Supplied material.
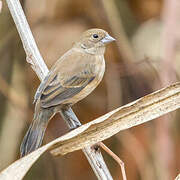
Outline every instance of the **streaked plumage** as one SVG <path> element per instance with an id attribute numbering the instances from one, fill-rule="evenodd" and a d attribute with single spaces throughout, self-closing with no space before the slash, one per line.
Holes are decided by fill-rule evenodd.
<path id="1" fill-rule="evenodd" d="M 90 29 L 53 65 L 35 94 L 34 120 L 21 156 L 41 145 L 48 121 L 58 109 L 72 106 L 97 87 L 105 71 L 105 45 L 113 40 L 104 30 Z"/>

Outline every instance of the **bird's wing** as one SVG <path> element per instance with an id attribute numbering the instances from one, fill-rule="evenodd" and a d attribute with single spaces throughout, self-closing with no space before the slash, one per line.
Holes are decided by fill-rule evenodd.
<path id="1" fill-rule="evenodd" d="M 68 60 L 71 61 L 73 57 L 76 57 L 77 64 L 68 65 Z M 83 63 L 80 63 L 78 58 L 81 58 Z M 61 68 L 54 68 L 56 70 L 52 70 L 40 84 L 35 100 L 40 98 L 42 107 L 47 108 L 62 104 L 63 101 L 78 94 L 95 78 L 94 65 L 84 64 L 86 56 L 78 56 L 78 58 L 74 54 L 66 56 L 65 61 L 63 60 L 59 65 Z M 67 68 L 67 66 L 69 67 Z"/>

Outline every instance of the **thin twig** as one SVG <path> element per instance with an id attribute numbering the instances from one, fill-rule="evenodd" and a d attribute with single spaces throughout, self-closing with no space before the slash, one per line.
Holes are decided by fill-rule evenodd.
<path id="1" fill-rule="evenodd" d="M 22 40 L 22 43 L 24 46 L 24 50 L 27 55 L 26 60 L 28 63 L 31 64 L 31 67 L 36 72 L 36 74 L 38 75 L 40 80 L 43 80 L 45 78 L 45 76 L 48 74 L 48 68 L 47 68 L 46 64 L 44 63 L 44 60 L 37 48 L 37 45 L 33 38 L 32 32 L 29 28 L 28 22 L 26 20 L 23 10 L 22 10 L 21 4 L 20 4 L 19 0 L 6 0 L 6 2 L 8 4 L 9 10 L 10 10 L 11 15 L 14 19 L 14 22 L 16 24 L 16 28 L 21 37 L 21 40 Z M 69 108 L 68 111 L 66 111 L 66 112 L 69 112 L 69 111 L 71 111 L 72 113 L 69 114 L 70 116 L 69 116 L 68 122 L 73 120 L 72 117 L 75 117 L 76 120 L 78 120 L 71 108 Z M 71 124 L 72 124 L 72 122 L 71 122 Z M 79 124 L 80 124 L 80 122 L 79 122 Z M 76 128 L 76 126 L 74 126 L 74 128 Z M 111 180 L 112 176 L 111 176 L 107 166 L 105 165 L 105 162 L 103 160 L 103 157 L 101 156 L 101 153 L 99 153 L 99 156 L 96 156 L 95 154 L 92 155 L 92 152 L 89 151 L 89 148 L 85 148 L 83 151 L 84 151 L 86 157 L 88 157 L 88 161 L 90 162 L 97 178 Z M 102 165 L 98 166 L 97 162 L 101 163 Z M 102 170 L 102 168 L 104 168 L 104 169 Z"/>
<path id="2" fill-rule="evenodd" d="M 119 166 L 121 167 L 123 180 L 127 180 L 124 162 L 114 152 L 112 152 L 104 143 L 100 142 L 99 146 L 102 149 L 104 149 L 104 151 L 106 151 L 119 164 Z"/>

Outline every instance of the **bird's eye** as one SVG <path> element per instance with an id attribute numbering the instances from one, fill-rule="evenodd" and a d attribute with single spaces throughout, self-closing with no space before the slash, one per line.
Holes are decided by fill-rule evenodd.
<path id="1" fill-rule="evenodd" d="M 98 38 L 99 36 L 97 34 L 93 34 L 93 38 Z"/>

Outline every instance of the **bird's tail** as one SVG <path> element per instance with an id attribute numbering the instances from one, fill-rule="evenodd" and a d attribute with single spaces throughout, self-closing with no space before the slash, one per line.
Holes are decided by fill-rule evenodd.
<path id="1" fill-rule="evenodd" d="M 20 147 L 21 157 L 41 146 L 49 119 L 53 115 L 54 110 L 52 108 L 42 109 L 36 107 L 33 122 L 31 123 Z"/>

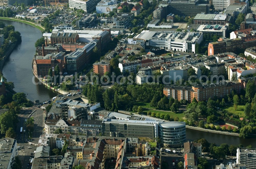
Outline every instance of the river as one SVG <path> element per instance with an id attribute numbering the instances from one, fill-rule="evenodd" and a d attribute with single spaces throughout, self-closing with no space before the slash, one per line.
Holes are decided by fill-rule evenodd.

Task prompt.
Scale the records from the line that has "Outline every instance of the **bird's wing**" through the line that has "119 166 L 121", both included. Give those lines again in full, multiplying every coordinate in the path outlines by 0.8 and rounding to whole numbers, halves up, and leave all other text unchanged.

Exercise answer.
Outline every instance of the **bird's wing** as one SVG <path> element per instance with an id attribute numbering the instances from one, fill-rule="evenodd" and a d attribute with single spaces throughout, self-closing with no space before the slash, one per line.
Holes are decided by fill-rule evenodd.
<path id="1" fill-rule="evenodd" d="M 54 48 L 57 49 L 58 46 L 61 46 L 62 51 L 54 52 Z M 66 50 L 64 50 L 62 46 L 65 46 Z M 49 54 L 43 54 L 45 56 L 42 56 L 32 67 L 28 80 L 32 78 L 34 86 L 38 86 L 50 83 L 50 81 L 62 75 L 76 62 L 75 52 L 67 51 L 69 45 L 62 45 L 62 46 L 59 43 L 53 45 L 52 49 L 50 48 L 47 52 Z M 54 54 L 54 53 L 55 54 Z"/>

Outline every instance of the **thin twig** as one SVG <path> element per instance with an id attribute numbering the instances from one, fill-rule="evenodd" and a d attribute with single spaces throughout, self-closing with no space before the slash, one per line.
Holes are decided by fill-rule evenodd.
<path id="1" fill-rule="evenodd" d="M 18 32 L 18 34 L 19 37 L 19 40 L 22 44 L 21 48 L 22 50 L 25 51 L 25 54 L 29 58 L 29 59 L 30 60 L 32 64 L 34 64 L 36 62 L 36 61 L 38 59 L 38 54 L 38 54 L 37 51 L 35 50 L 35 48 L 30 38 L 30 36 L 26 30 L 26 26 L 23 22 L 22 18 L 21 16 L 18 8 L 18 8 L 17 3 L 16 3 L 15 0 L 5 0 L 5 2 L 6 3 L 7 8 L 8 8 L 9 12 L 11 15 L 11 18 L 13 19 L 13 22 L 17 30 L 17 32 Z M 55 86 L 54 89 L 53 89 L 53 90 L 55 90 L 55 89 L 57 89 L 58 90 L 55 91 L 56 93 L 55 93 L 54 98 L 58 96 L 58 94 L 60 94 L 61 96 L 62 96 L 57 86 Z M 57 99 L 58 99 L 58 98 L 57 98 Z M 63 99 L 64 99 L 64 98 L 63 98 Z M 61 102 L 61 101 L 59 101 L 59 102 Z M 89 144 L 90 141 L 89 141 L 86 133 L 84 132 L 84 130 L 82 128 L 82 126 L 81 125 L 81 122 L 79 122 L 79 125 L 77 125 L 76 123 L 74 124 L 74 122 L 71 121 L 71 118 L 68 118 L 66 121 L 67 121 L 69 126 L 70 126 L 70 129 L 72 130 L 78 142 Z M 82 132 L 78 133 L 78 130 L 81 130 Z M 82 136 L 82 134 L 83 134 L 83 135 Z"/>
<path id="2" fill-rule="evenodd" d="M 95 133 L 97 134 L 98 144 L 102 144 L 99 130 L 91 122 L 90 122 L 83 114 L 80 114 L 79 117 L 82 119 L 83 119 L 83 121 L 85 121 L 95 131 Z"/>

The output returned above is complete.